Exercise details —
Render the material again word for word, skipping the pictures in it.

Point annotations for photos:
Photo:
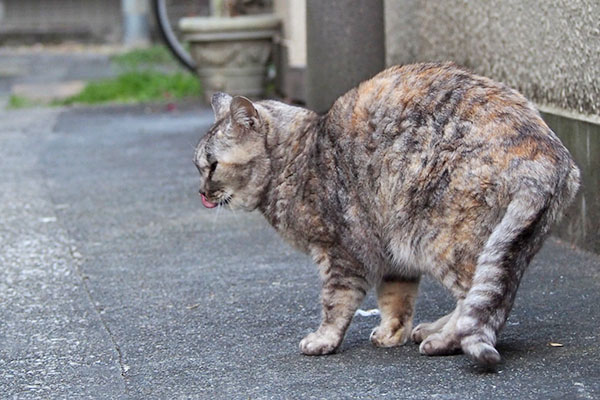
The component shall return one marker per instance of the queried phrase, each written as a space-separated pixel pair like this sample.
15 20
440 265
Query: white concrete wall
293 15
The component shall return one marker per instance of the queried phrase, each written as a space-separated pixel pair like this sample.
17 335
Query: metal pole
136 31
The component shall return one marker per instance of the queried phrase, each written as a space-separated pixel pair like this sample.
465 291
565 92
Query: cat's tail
506 254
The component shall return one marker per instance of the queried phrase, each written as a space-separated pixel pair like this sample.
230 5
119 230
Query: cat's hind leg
396 300
500 266
344 286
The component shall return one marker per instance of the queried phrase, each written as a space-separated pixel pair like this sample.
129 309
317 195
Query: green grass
144 57
144 78
137 86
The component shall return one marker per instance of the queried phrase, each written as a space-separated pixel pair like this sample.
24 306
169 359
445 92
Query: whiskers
225 201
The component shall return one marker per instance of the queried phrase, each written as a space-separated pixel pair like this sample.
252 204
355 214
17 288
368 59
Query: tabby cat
423 169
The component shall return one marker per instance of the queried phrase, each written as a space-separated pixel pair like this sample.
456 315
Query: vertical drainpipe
345 46
136 31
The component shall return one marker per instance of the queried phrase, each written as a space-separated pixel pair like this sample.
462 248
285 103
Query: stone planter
231 53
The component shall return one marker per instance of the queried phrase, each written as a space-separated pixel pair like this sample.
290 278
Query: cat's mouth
207 203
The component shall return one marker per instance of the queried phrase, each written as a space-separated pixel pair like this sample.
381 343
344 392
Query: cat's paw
389 336
439 344
316 344
482 353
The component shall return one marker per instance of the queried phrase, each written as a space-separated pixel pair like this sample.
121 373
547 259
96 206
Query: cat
422 169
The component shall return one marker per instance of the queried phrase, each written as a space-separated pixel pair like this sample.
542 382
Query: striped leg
396 299
344 287
508 251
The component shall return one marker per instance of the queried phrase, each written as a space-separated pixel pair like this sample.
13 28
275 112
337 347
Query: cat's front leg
344 286
396 299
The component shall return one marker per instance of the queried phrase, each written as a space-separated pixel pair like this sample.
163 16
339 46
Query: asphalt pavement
116 283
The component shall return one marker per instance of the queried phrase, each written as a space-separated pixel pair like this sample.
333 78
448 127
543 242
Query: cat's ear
243 112
220 103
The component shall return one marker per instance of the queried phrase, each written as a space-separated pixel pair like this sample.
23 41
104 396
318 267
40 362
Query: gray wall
549 50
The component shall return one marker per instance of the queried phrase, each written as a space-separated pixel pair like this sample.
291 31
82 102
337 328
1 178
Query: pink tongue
207 203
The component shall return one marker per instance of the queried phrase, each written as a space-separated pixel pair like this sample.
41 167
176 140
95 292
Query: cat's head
231 157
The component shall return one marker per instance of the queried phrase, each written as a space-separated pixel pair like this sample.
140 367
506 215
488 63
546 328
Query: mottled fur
423 169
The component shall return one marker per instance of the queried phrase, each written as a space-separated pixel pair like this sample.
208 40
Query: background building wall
549 50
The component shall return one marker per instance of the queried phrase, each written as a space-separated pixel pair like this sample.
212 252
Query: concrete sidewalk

Result for this task —
Photo:
The component shall return one marker per instance of the queried phrase, each written as a space-separated pixel pair like this sample.
15 20
440 265
Query: white concrete wall
293 15
The component shall return one marker per instance of the queried phrase, each written as a space-separated pixel pair like this sample.
17 335
Query: metal pole
136 31
The component shall return one marker per instance of the queried phrase, each written as a space-separated pixel pair like this sample.
465 291
565 92
Query: cat's tail
506 254
The component shall return one marker per instance of the queried phrase, each written as a space-separated pixel pair like this sample.
230 5
119 230
Query: cat's hind leg
396 300
500 266
344 286
The component shall return one marker per instance of the queried phrase, each written as a space-separated pixel pair like this sample.
129 309
317 195
Query: green grass
144 57
144 78
137 86
The component shall return one marker per instance of the queried phrase, each written as a space-separated pixel pair like this sample.
24 306
169 359
445 92
Query: whiskers
225 201
The component shall return one marker per instance of the queried phrase, each written as a space-separated pixel pair like this sample.
252 204
355 214
17 288
368 59
Query: tabby cat
423 169
The component shall return one marker per instance of the queried phrase, each written as a space-separated pixel pair like this sample.
456 315
Query: vertical drainpipe
345 46
136 31
The component shall return one marker per instance of the queried phrase, each written as a space-separated pixel pair like this sample.
462 248
285 103
Query: stone planter
231 53
The component shall return one marker per instance of the queried phrase, each written as a space-separated pixel pair like this sample.
290 278
Query: cat's mouth
207 203
The component shall return one marker per instance of the queried phrase, each written as a space-separated pixel pair like this sample.
381 343
344 392
Query: cat's paw
389 336
439 344
316 344
482 353
The component shall return one marker per instance of the queried phrase, each written as a space-separated pixel pair like this sample.
121 373
547 259
96 206
Query: cat
422 169
The component shall return one marker per instance of the queried phrase, each written as a space-separated pixel pair like this sample.
542 382
Query: striped leg
396 299
344 287
508 251
The component shall return one marker per instance of the queried phrase, each written as a space-separated pixel pair like this sample.
13 28
275 112
337 347
Query: cat's front leg
344 286
396 299
The component shall return one marker per instance of the queried phrase, each written as a space-separated pixel pair like this sample.
163 16
339 46
Query: asphalt pavement
116 283
The component shall return one marker per instance of the queried phrase, each written as a space-separated pixel pair like this sample.
333 78
448 127
543 242
Query: cat's ear
243 112
220 103
The component shall return one marker per instance of the queried phrase, each written as a space-separated pixel pair like this sample.
23 41
104 396
318 267
40 362
Query: gray wall
549 50
The component shall return one marker per instance of the queried phrase, each written as a space-separated pixel pair like this sample.
291 31
82 102
337 328
1 178
Query: pink tongue
207 203
The component shall return one marker per instance of the queried phrase, each written as a space-separated pixel pair like this sample.
41 167
176 140
95 292
Query: cat's head
231 157
The component shall return one marker per instance of the queried phrase, each written as a space-separated pixel pair like this sample.
140 367
506 215
488 63
546 328
Query: mottled fur
423 169
The component shall return one marker per instance of the queried phrase, each written as a space-separated pixel pair like this sample.
208 40
Query: background building wall
549 50
The component shall return one marker per instance of the queried phrase, each written as a space-separated pixel pair like this sample.
212 252
Query: concrete sidewalk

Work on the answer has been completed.